AIM OF THE TASK. Every line of the records that holds the word "blurred" should be copied out.

RECORDS PROVIDED.

== == ==

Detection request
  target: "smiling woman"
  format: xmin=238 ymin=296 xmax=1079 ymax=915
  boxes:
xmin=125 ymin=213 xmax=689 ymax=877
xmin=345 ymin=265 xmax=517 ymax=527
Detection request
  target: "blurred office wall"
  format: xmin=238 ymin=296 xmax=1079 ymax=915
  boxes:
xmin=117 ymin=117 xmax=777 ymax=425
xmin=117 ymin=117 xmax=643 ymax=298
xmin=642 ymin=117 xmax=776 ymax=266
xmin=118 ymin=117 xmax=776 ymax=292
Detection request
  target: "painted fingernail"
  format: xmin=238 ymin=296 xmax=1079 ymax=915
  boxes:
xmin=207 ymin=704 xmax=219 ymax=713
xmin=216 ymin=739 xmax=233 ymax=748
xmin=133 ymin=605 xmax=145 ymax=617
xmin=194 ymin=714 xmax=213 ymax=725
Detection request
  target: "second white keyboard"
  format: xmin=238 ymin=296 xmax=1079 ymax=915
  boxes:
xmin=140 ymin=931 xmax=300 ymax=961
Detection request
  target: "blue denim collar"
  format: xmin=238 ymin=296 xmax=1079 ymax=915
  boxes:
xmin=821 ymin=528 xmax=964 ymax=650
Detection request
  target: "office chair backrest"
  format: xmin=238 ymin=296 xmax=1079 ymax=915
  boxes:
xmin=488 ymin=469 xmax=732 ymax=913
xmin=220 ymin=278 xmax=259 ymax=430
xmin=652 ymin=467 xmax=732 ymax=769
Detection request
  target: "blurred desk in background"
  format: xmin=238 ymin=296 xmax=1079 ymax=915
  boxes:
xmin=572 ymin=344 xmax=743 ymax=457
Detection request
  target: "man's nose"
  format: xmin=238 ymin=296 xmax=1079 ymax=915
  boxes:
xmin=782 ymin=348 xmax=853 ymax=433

== == ==

RESPONSE.
  target: "blurred office wall"
  target: "blurred desk in background"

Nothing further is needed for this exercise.